Seventeen years ago, an inquiry by Justice Horace Krever recommended compensation for the thousands of Canadians who had received blood tainted with HIV and hepatitis C more than a decade prior.
While much has been done to prevent a similar occurrence in the future – the establishment of Canadian Blood Services (CBS) and more detailed blood testing, for example – the former president of Hemophilia Saskatchewan says many continue to live with the fallout from errors made in the past.
Faye Katzman (who also serves on the Canadian Hemophilia Society and is on its HIV/hepatitis C committee) was involved in setting up a commemoration at the Saskatchewan branch of CBS this past week to ensure the public health disaster, and those whose lives were forever changed by it, are not forgotten.
“It’s the worst public health disaster in Canadian history and it was preventable,” Katzman said. “And it decimated the hemophilia community … I think this was one of the casualties of the tainted blood tragedy was that the confidence in the system was undermined.”
According to the Canadian Hemophilia Society, more than 1,100 transfused Canadians were infected with HIV, 700 of whom had hemophilia or other bleeding disorders. Between 700 and 800 of those people have since died. The numbers of those infected with hepatitis C are even more alarming at up to 20,000 people. It isn’t known how many have died, but it’s estimated to be in the thousands, the society reports.
“I think so many decisions that were made in the ’80s had to do with cutting costs and I think what was compromised was safety …,” Katzman said. “As a mother of a child with hemophilia, I’m always encouraged when I hear that Canada has one of the safest blood systems in the world. And so that’s something that I need to believe and I want to believe. And I think that so much has been done.
“But I think that the reason why the commemoration event is so important is because, as George Santayana reminds us, ‘Those who cannot remember the past are condemned to repeat it.’ And what went wrong in the ’80s was a series of decisions, often cavalier decisions, or non-decisions, and all these people who contracted HIV and hep-C from the hemophilia community, from the transfuse community, from those going into the hospital for surgeries, they received blood products that should have been removed from the system and weren’t.”
Katzman said she spent lots of time attending funerals all over the province in the 1990s for those whose tainted blood-caused HIV had developed into fullblown AIDS – memories that are still emotional for her.
Because of the genetic nature of hemophilia, it meant some families had to bury more than one loved one as a direct result of the tainted blood tragedy.
“It was overwhelming …,” Katzman said. “Losing anybody was too much but this was too much to bear.”
While being HIV-positive is no longer the death sentence it once was, and while safeguards have been put in place to prevent a recurrence of this disaster, Katzman said she is split between feeling grateful to live in Canada where hemophilia treatments are advanced and concern for the people she knows who rely on having a safe blood supply to live normal lives.
“I have mixed feelings here and this is exactly the message of the commemoration is to be grateful, to be responsible and to be vigilant,” she said.

### Input data
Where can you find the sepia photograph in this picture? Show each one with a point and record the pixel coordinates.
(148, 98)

### To do
• a. Duplicate the passage of the tainted blood article between "Seventeen years ago, an" and "in the past.", inclusive.
• b. According to the Canadian Hemophilia Society, as reported in the tainted blood article, how many transfused Canadians were infected with HIV?
• c. Recast the paragraph of the tainted blood article beginning "According to the Canadian Hemophilia Society" as a short list that keeps its main figures.

### Solutions to the exercise
• a.
Seventeen years ago, an inquiry by Justice Horace Krever recommended compensation for the thousands of Canadians who had received blood tainted with HIV and hepatitis C more than a decade prior.
While much has been done to prevent a similar occurrence in the future – the establishment of Canadian Blood Services (CBS) and more detailed blood testing, for example – the former president of Hemophilia Saskatchewan says many continue to live with the fallout from errors made in the past.

• b. More than 1,100.

• c.
- More than 1,100 transfused Canadians were infected with HIV, and 700 of them had hemophilia or other bleeding disorders.
- Between 700 and 800 of those people have since died.
- Up to 20,000 people were infected with hepatitis C.
- The number of hepatitis C deaths isn't known but is estimated to be in the thousands.